Selected extract:
Sermon • May 12, 2024

Seventh Sunday of Easter
May 12, 2024

Sermon

Rocky Supinger
Associate Pastor

Psalm 1


It’s getting to be graduation season, and so all across the country, over the next several Saturdays, robed and capped high school and college seniors will be addressed with advice for their futures.

These commencement speeches will both congratulate graduates on their academic accomplishments and offer them guidance for the future that awaits them once they’ve turned across the stage and collected their diploma.

I expect that the Robert Frost poem “The Road Not Taken” will echo through several of the gymnasiums, stadiums, and auditoriums holding these commencement exercises. You know the one: “Two roads diverged in a wood, and I — / I took the one less traveled by, / And that has made all the difference.”

It’s a fitting poem to offer to young people who are setting out on a journey that will inevitably require choices, hard choices, about what major to declare, what relationships to prioritize, what commitments to keep or let go.

But I’m afraid that our constant employment of it — at graduations and long, long after — hides a hard truth, and that is that the choices life demands of us are rarely as simple as this-road-or-that-one, so that there can be a simple rule you can follow for choosing: the one less traveled by.

Finding our way in life — not just finding our way, but finding and following a way, a good way, in life — takes more than simple rules, doesn’t it?

I expect we are all here together at church this afternoon because we wish to find and to follow a good path in our lives. In our being here together, lifting up voices in song and prayer, attending to words from scripture, we are seeking out a good life —the good life — a blessed life, even a righteous life.

This is the path we’re on today, and this is the life that the scripture James just read for us would have us live: the good life.

Records shown:
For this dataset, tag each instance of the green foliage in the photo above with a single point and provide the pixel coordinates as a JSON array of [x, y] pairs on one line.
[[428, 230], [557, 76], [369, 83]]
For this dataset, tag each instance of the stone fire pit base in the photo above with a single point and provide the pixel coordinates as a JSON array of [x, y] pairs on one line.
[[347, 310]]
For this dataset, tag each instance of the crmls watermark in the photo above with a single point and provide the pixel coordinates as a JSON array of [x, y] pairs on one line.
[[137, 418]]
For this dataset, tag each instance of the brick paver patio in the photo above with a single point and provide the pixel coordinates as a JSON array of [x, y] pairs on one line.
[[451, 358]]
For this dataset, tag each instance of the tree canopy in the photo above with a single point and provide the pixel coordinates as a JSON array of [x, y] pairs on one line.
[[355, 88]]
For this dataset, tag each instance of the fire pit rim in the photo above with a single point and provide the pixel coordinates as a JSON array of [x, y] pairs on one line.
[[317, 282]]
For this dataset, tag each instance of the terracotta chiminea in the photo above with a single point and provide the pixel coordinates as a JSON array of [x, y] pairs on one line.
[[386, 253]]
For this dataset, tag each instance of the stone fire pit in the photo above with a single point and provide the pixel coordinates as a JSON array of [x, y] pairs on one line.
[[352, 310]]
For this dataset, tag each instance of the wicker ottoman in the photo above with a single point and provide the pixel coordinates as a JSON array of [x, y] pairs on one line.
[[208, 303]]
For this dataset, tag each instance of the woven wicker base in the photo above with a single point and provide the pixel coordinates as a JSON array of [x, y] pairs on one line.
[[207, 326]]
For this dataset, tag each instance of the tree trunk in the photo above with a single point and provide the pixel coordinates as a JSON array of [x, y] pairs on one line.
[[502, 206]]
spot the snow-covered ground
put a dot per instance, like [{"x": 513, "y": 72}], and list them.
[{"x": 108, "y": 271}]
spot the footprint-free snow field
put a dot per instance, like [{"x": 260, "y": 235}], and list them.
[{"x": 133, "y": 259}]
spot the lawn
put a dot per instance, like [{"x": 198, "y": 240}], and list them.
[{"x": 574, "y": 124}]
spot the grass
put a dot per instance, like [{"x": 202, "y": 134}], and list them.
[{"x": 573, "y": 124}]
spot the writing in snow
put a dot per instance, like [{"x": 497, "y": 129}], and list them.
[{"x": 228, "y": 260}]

Job 1:
In the sermon, which Robert Frost poem does the speaker expect graduates to hear at commencement?
Job 2:
Write the next few paragraphs of the sermon on finding a good path in life, picking up after its last sentence.
The listing has nothing to do with the sermon.

Reply 1:
"The Road Not Taken"

Reply 2:
The vision of the good life —the blessed life, the happy life — that our scripture for today gives us is marked first by things it avoids. This shouldn’t be surprising: anyone who has ever committed themselves to a good and righteous path, or the pursuit of any kind of virtue in their life, has discovered that doing so demands saying no to certain vices.

You cannot embrace goodness and virtue with one arm while simultaneously wrapping your other arm around corruption and half-truth.

You cannot strive for honesty in your personal life — among your spouse and kids, say — only to go to work the next morning in a profession that requires you to lie to people or even to obscure the truth.

You can’t pursue a life of charity by working in a “helping” profession even as you spend your personal time taking advantage of strangers and neighbors for personal gain.

The good life the Bible envisions and urges us to is characterized first in this first-of-the-Psalms by negation. The blessed or happy people the psalmist celebrates do not do certain things: They don’t follow the advice of the wicked. They do not take the path that sinners tread. They do not sit on the seat of scoffers.

The good life is partly a matter of choosing those things we don’t do, things we won’t do.

It will help to spell out a little bit what scripture has in mind when it names “the wicked” and “sinners” and “scoffers,” because those terms can sound a little arcane, if not downright judgmental (they are judgmental).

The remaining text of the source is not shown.